Speaking of bottom changes, weeds can be an excellent indicator of not only depth changes, but of bottom makeup, such as transitions from a softer bottom such as muck, sand, or clay to a rock or rubble bottom that might be unable to support weed growth.

Bottom-type transitions are key fish-holding magnets. I fish a small lake, which was manmade years ago. There is an area where rock was dumped along about a 50-foot section of bank out into the water. Weeds grow up to this rocky area from both sides, but not in the rocky area, creating this transition from a softer bottom and weeds to a hard-rock bottom. I have never fished that spot without catching fish. Another added attraction near that rocky area is a water inlet, which leads into the next area to look for while scouting the bank.

Water inlets, whether drainage-type culverts, storm water drains or just more natural earth formed in ditches that dump in rainwater, are key locations, more so if there is a moderate to heavy drainage occurring. This water inflow can help oxygenate a lake or pond, but more importantly, wash in food such as insects, worms and ‘crawlers. Fish will line up like those waiting in line at a buffet for the next morsel of food to enter the water.

▸ What to do:
1. In the fishing passage, along about how long a section of bank was rock dumped into the water?
2. Please explain, using the fishing passage, why water inlets are key locations for finding fish.

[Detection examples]

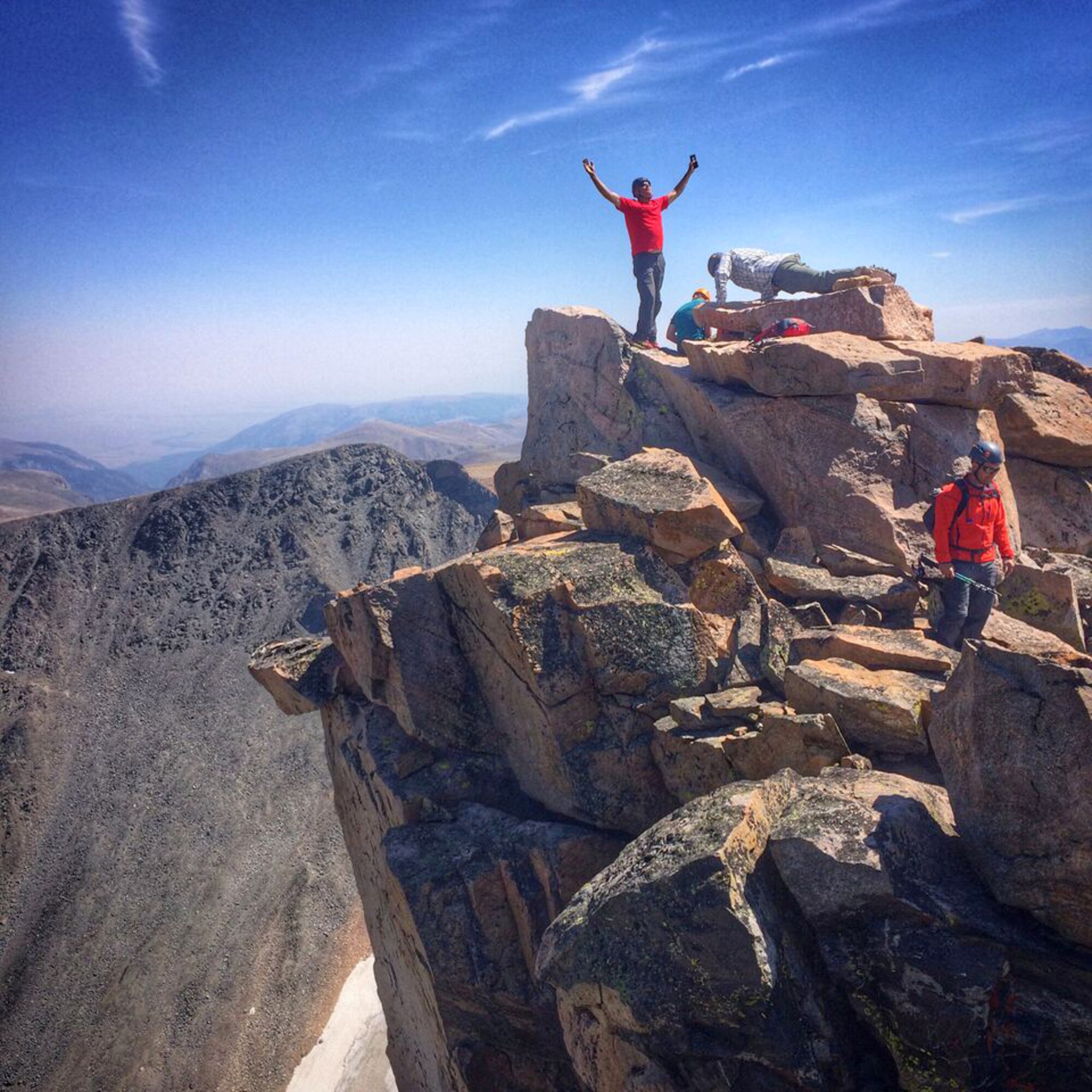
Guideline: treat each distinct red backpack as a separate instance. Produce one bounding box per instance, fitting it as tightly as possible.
[751,319,815,345]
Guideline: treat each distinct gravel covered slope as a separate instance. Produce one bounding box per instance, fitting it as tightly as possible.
[0,446,494,1092]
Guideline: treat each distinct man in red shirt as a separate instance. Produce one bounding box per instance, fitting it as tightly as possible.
[933,440,1013,649]
[584,155,698,348]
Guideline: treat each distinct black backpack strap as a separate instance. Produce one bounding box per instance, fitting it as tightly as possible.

▸ Results:
1. About 50 feet.

2. The inflowing water can help oxygenate a lake or pond and, more importantly, washes in food such as insects, worms, and 'crawlers. Fish line up at the inlet waiting for the next morsel to enter the water, especially when drainage is moderate to heavy.